## Job 1
State how many lines in the entries below contain the string "JSON". Case counts, and the reply should be the number alone.

A tappet in mechanical engineering is a projection which imparts a linear motion to some other component within an assembly. Properly speaking, a tappet is only that part of a rocker arm which makes contact with an intake or exhaust valve stem above the cylinder head of an internal combustion engine. As the cam rotates it creates both a sideways and a downward force on the tappet. Without a tappet (and the cam acting directly on the valve) the sideways force would cause the valve stem to bend. With a tappet the sideways force is transferred to the cylinder head so only the downward force acts on the valve stem.

On most modern overhead cam engines the camshaft is directly over the valves, as pictured. In some other overhead cam engines, a rocker arm pivots on a fixed shaft while one projection of the rocker-arm rides on a cam of the rotating camshaft. In both cases this creates an oscillating linear motion, opening the valve.

The closing of the valve is typically accomplished by a compression spring placed between the valve collet (or retainer) and the cylinder head above the combustion chamber. In early engines the camshaft was located near the crankshaft and motion of the cam lobes was followed by cam followers (similar to tappets) and transferred up to the cylinder head and the rocker arm assembly by means of long pushrods.

Traditionally, the nominal distance (clearance) between the tappet surface and the valve's contact surface was maintained by means of an adjustment screw on the rocker arm. Today, this is typically accomplished by introducing shims into the space between the cam follower (tappet) and cam to create the necessary clearance, or by hydraulic adjusters.

This traditional mechanism for opening and closing valves, while tried and true, has its drawbacks. Valve clearances periodically require adjustment as the contact surfaces of both tappet and valve stem wear. Also the problem of valve float has for decades plagued high-rpm engines. This problem occurs when a valve spring cannot close the valve quickly enough at high engine rpm. While this has largely been solved with modern metallurgy, engines in the 20,000 plus rpm range can still exhibit valve float.

The Ducati motorcycle company partially solved these problems with their desmodromic valve train. The desmodromic principle attempts to minimize wear by minimizing clearances between contacting surfaces, and eliminating the 'tapping' action of valve actuation. The real advantage to a desmodromic valve however, is that it is positively closed by the mechanism instead of being allowed to close by spring action. Mercedes-Benz successfully built and raced desmodromic Grand Prix engines in the 1950s, but never put them into production.

[Entries from a data collection]
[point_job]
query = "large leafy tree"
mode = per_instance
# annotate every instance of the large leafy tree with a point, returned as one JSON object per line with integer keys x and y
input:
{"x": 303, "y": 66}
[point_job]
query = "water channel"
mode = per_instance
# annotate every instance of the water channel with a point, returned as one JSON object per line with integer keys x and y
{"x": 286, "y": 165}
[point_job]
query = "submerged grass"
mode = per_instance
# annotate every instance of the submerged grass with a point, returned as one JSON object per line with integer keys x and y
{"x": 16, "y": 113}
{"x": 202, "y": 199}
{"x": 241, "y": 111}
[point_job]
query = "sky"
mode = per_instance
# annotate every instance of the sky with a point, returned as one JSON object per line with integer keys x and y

## Job 2
Please name the company that, according to the tappet text, built and raced desmodromic Grand Prix engines in the 1950s.

## Full output 1
4

## Full output 2
Mercedes-Benz